* Start Reading text *

System Design Interview: Stock Exchange (NYSE / Nasdaq Order Book)

⏱ 8 min read

What Makes Stock Exchanges Hard to Design

A stock exchange is one of the most demanding distributed systems: it must process millions of orders per second with microsecond latency, maintain strict price-time priority fairness, guarantee zero message loss, and produce an authoritative audit trail for regulatory compliance. Firms spend hundreds of millions on custom hardware (FPGAs, kernel-bypass networking) to shave microseconds. This question tests knowledge of low-latency design, order matching algorithms, and financial systems concepts. It appears at hedge funds, trading firms, Robinhood, Coinbase, and financial infrastructure companies.

Order Types

Market order: buy or sell immediately at the best available price. Guaranteed execution, uncertain price.
Limit order: buy or sell at a specified price or better. Guaranteed price, uncertain execution (may not fill if price never reached).
Stop order: becomes a market order when price crosses a trigger level. Used for stop-loss protection.
IOC (Immediate or Cancel): fill as much as possible immediately, cancel the rest.
FOK (Fill or Kill): fill the entire order immediately or cancel the whole thing.

The Order Book

The order book is a real-time record of all outstanding limit orders for a security. It has two sides: bids (buyers, sorted descending by price) and asks (sellers, sorted ascending by price). The best bid is the highest price a buyer will pay; the best ask is the lowest price a seller will accept. The spread is the difference between them. Orders at the same price level are queued in time order (price-time priority: better price executes first; equal price executes in FIFO order). Efficient data structure: a sorted map (price level -> queue of orders). In Java: TreeMap<Long, Deque>. Price in integer ticks (not floats) to avoid rounding errors.


from sortedcontainers import SortedDict
from collections import deque

class OrderBook:
    def __init__(self):
        self.bids = SortedDict(lambda x: -x)  # descending by price
        self.asks = SortedDict()               # ascending by price
        self.orders = {}                       # order_id -> Order

    def add_order(self, order):
        book = self.bids if order.side == "BUY" else self.asks
        if order.price not in book:
            book[order.price] = deque()
        book[order.price].append(order)
        self.orders[order.id] = order

    def cancel_order(self, order_id):
        order = self.orders.pop(order_id, None)
        if order:
            book = self.bids if order.side == "BUY" else self.asks
            book[order.price].remove(order)
            if not book[order.price]:
                del book[order.price]

The Matching Engine

The matching engine is the heart of the exchange. When a new order arrives, it attempts to match against the opposite side of the book. For a market buy order: take the best ask (lowest price), fill as much quantity as possible, then move to the next ask level if more quantity is needed. For a limit buy order at price P: match against all asks with price less than or equal to P, fill in price-time order, then add any remaining quantity to the bid side of the book as a resting order.

* End Reading text *
* Start Entries supplied *

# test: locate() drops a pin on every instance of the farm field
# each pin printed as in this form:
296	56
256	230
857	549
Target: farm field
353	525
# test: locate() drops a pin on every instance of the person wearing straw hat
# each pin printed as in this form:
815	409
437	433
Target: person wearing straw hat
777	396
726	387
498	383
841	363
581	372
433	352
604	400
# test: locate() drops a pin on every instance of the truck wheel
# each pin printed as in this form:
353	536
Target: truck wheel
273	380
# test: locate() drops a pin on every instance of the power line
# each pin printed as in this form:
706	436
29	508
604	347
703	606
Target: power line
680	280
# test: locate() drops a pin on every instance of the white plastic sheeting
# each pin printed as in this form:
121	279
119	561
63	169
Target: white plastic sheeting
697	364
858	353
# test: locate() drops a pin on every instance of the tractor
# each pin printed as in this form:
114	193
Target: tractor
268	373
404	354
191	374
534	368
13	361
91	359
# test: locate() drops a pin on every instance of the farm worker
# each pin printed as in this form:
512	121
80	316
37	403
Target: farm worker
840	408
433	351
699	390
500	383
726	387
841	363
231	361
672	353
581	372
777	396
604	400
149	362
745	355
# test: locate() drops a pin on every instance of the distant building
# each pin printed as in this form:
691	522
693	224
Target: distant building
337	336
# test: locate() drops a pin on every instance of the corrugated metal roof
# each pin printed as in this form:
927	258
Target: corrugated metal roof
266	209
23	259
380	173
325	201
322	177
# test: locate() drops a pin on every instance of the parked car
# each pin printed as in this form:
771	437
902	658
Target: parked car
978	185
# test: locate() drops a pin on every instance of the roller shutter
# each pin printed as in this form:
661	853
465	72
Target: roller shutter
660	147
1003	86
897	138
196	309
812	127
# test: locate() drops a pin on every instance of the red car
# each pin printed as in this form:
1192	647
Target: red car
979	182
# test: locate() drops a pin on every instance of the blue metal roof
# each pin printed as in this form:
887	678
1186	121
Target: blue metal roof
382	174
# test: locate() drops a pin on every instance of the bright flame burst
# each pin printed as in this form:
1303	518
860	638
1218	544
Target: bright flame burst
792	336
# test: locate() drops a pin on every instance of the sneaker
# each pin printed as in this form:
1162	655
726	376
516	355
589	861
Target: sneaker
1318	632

* End Entries supplied *

# Work to complete
In the stock exchange design text, what does a Fill or Kill (FOK) order do?

# Task solution
It fills the entire order immediately or cancels the whole thing.